═════ Extracted material

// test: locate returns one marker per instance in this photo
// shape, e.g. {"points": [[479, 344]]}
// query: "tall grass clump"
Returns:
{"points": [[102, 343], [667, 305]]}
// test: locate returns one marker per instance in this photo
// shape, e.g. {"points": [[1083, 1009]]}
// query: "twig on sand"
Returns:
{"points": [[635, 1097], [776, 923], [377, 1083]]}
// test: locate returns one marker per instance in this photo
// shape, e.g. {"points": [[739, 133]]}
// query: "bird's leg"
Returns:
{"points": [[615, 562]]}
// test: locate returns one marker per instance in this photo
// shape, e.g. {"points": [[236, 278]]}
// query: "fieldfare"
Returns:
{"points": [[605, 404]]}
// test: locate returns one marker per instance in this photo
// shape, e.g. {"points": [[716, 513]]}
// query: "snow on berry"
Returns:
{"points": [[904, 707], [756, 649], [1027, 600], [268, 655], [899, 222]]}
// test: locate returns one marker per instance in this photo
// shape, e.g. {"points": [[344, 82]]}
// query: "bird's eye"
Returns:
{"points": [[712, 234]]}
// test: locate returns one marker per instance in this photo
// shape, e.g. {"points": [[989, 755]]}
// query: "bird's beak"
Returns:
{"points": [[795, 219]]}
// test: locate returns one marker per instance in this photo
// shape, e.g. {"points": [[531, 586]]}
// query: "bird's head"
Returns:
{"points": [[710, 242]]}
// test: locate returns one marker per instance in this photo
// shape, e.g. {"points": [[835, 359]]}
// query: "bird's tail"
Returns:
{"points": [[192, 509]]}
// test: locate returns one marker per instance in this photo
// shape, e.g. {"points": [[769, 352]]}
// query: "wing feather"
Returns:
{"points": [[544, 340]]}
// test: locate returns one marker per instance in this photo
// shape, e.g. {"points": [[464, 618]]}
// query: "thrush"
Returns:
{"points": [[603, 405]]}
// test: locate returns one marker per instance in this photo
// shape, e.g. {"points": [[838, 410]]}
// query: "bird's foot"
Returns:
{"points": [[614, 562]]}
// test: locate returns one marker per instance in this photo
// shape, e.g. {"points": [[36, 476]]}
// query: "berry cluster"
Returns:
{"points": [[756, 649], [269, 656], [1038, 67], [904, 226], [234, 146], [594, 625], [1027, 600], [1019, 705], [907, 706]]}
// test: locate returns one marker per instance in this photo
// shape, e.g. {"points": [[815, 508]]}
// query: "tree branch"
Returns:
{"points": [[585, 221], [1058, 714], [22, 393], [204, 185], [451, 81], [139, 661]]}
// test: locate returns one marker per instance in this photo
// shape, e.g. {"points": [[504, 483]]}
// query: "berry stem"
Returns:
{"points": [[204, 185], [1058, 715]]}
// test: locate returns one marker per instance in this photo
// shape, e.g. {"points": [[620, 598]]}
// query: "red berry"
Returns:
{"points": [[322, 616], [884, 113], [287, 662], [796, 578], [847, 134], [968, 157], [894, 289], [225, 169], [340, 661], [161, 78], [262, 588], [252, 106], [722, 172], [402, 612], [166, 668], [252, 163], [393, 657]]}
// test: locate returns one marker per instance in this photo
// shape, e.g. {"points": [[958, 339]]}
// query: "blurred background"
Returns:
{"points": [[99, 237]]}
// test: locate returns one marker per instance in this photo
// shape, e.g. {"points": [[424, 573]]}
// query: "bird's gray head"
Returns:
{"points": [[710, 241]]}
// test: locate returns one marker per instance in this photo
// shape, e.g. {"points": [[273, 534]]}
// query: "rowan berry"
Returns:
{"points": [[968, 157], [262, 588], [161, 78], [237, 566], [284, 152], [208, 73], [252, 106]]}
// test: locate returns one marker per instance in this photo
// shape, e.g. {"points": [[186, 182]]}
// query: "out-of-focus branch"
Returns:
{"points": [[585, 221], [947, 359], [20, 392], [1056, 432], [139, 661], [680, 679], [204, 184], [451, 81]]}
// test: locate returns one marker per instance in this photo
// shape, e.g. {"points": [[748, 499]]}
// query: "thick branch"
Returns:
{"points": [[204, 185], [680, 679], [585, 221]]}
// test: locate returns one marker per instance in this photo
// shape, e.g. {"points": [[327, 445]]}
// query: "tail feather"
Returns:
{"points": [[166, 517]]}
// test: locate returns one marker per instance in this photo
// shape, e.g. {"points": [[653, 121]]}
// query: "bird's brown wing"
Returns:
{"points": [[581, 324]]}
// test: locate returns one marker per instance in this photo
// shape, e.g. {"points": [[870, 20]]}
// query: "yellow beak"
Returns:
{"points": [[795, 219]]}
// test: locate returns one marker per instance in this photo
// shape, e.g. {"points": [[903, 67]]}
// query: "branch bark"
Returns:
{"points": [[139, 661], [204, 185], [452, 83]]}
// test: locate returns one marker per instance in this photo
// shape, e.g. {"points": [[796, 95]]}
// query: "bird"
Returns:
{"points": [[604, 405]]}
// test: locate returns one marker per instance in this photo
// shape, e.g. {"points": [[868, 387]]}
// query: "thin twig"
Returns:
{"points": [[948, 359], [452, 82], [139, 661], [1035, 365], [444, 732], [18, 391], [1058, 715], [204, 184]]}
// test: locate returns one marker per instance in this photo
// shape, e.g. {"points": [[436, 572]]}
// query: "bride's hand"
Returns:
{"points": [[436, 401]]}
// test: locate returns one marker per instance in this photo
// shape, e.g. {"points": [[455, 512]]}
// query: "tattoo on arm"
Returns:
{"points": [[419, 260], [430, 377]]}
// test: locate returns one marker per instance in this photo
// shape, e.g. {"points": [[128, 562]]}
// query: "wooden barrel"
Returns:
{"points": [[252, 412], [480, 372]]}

══════════

### [What the task asks]
Quote every record above exactly.

### [Solution to the problem]
// test: locate returns one marker per instance in this photo
// shape, e.g. {"points": [[479, 344]]}
// query: "tall grass clump"
Returns:
{"points": [[102, 343], [667, 305]]}
// test: locate returns one marker per instance in this photo
// shape, e.g. {"points": [[1083, 1009]]}
// query: "twig on sand"
Returns:
{"points": [[635, 1097], [776, 923], [377, 1083]]}
// test: locate returns one marker per instance in this photo
// shape, e.g. {"points": [[739, 133]]}
// query: "bird's leg"
Returns:
{"points": [[615, 562]]}
// test: locate returns one marker per instance in this photo
// shape, e.g. {"points": [[236, 278]]}
// query: "fieldfare"
Returns:
{"points": [[605, 404]]}
// test: locate returns one marker per instance in this photo
// shape, e.g. {"points": [[716, 513]]}
// query: "snow on berry"
Returns:
{"points": [[904, 707], [756, 649], [1027, 600], [268, 655], [899, 222]]}
// test: locate returns one marker per instance in this photo
// shape, e.g. {"points": [[344, 82]]}
// query: "bird's eye"
Returns:
{"points": [[712, 234]]}
// test: locate returns one marker per instance in this photo
// shape, e.g. {"points": [[989, 755]]}
// query: "bird's beak"
Returns:
{"points": [[795, 219]]}
// test: locate returns one marker per instance in this photo
// shape, e.g. {"points": [[531, 586]]}
// query: "bird's head"
Returns:
{"points": [[710, 242]]}
// test: locate returns one marker per instance in this photo
// shape, e.g. {"points": [[835, 359]]}
// query: "bird's tail"
Returns:
{"points": [[192, 509]]}
// test: locate returns one marker per instance in this photo
// shape, e.g. {"points": [[769, 352]]}
// query: "wing feather"
Returns:
{"points": [[544, 340]]}
// test: locate returns one marker per instance in this photo
// shape, e.g. {"points": [[464, 618]]}
// query: "thrush"
Returns:
{"points": [[603, 405]]}
// test: locate returns one marker per instance in this photo
// shape, e.g. {"points": [[838, 410]]}
// query: "bird's foot"
Returns:
{"points": [[614, 562]]}
// test: locate returns one marker per instance in this photo
// shape, e.g. {"points": [[36, 476]]}
// query: "berry cluster"
Returns:
{"points": [[756, 649], [269, 656], [1038, 67], [904, 226], [234, 146], [594, 625], [1027, 600], [1019, 705], [907, 706]]}
// test: locate returns one marker per instance in this photo
// shape, e.g. {"points": [[815, 508]]}
// query: "tree branch"
Returns:
{"points": [[585, 221], [1058, 714], [22, 393], [204, 185], [451, 81], [139, 661]]}
// test: locate returns one marker per instance in this photo
// shape, e.g. {"points": [[504, 483]]}
// query: "berry stem"
Returns:
{"points": [[204, 185], [1058, 715]]}
// test: locate returns one marker per instance in this photo
// shape, e.g. {"points": [[620, 598]]}
// query: "red berry"
Returns:
{"points": [[322, 616], [884, 113], [287, 662], [796, 578], [847, 134], [968, 157], [894, 289], [225, 169], [340, 661], [161, 78], [262, 588], [252, 106], [722, 172], [402, 612], [166, 668], [252, 163], [393, 657]]}
// test: locate returns one marker per instance in this photo
// shape, e.g. {"points": [[958, 339]]}
// query: "blurred background"
Returns:
{"points": [[99, 237]]}
// test: locate returns one marker per instance in this photo
// shape, e.g. {"points": [[424, 573]]}
// query: "bird's gray head"
Returns:
{"points": [[710, 241]]}
// test: locate returns one marker per instance in this photo
// shape, e.g. {"points": [[273, 534]]}
// query: "rowan berry"
Returns:
{"points": [[968, 157], [262, 588], [161, 78], [237, 566], [284, 152], [208, 73], [252, 106]]}
// test: locate returns one marker per instance in this photo
// shape, e.g. {"points": [[186, 182]]}
// query: "out-of-focus branch"
Returns:
{"points": [[585, 221], [947, 359], [20, 392], [1056, 432], [139, 661], [680, 679], [204, 184], [451, 81]]}
// test: locate returns one marker per instance in this photo
// shape, e.g. {"points": [[748, 499]]}
// query: "thick branch"
Returns:
{"points": [[204, 185], [680, 679], [585, 221]]}
// test: locate returns one marker per instance in this photo
// shape, e.g. {"points": [[327, 445]]}
// query: "tail feather"
Returns:
{"points": [[166, 517]]}
// test: locate returns one marker per instance in this photo
// shape, e.g. {"points": [[653, 121]]}
// query: "bird's brown wing"
Returns:
{"points": [[581, 324]]}
// test: locate returns one marker per instance in this photo
// shape, e.g. {"points": [[870, 20]]}
// query: "yellow beak"
Returns:
{"points": [[795, 219]]}
// test: locate returns one marker per instance in this photo
// shape, e.g. {"points": [[903, 67]]}
// query: "branch bark"
Returns:
{"points": [[139, 661], [204, 185], [452, 83]]}
// test: locate returns one marker per instance in this photo
// shape, e.g. {"points": [[796, 95]]}
// query: "bird"
Returns:
{"points": [[604, 405]]}
// test: locate returns one marker per instance in this photo
// shape, e.g. {"points": [[868, 387]]}
// query: "thin twig"
Returns:
{"points": [[948, 359], [452, 82], [139, 661], [1035, 365], [444, 732], [18, 391], [1058, 715], [204, 184]]}
// test: locate returns one marker per instance in this photo
// shape, e.g. {"points": [[436, 572]]}
// query: "bride's hand"
Returns:
{"points": [[436, 401]]}
// test: locate returns one marker per instance in this photo
// shape, e.g. {"points": [[455, 512]]}
// query: "tattoo on arm"
Returns:
{"points": [[419, 260], [430, 377]]}
// test: locate returns one marker per instance in this photo
// shape, e.g. {"points": [[128, 562]]}
// query: "wooden barrel"
Returns:
{"points": [[252, 412], [480, 372]]}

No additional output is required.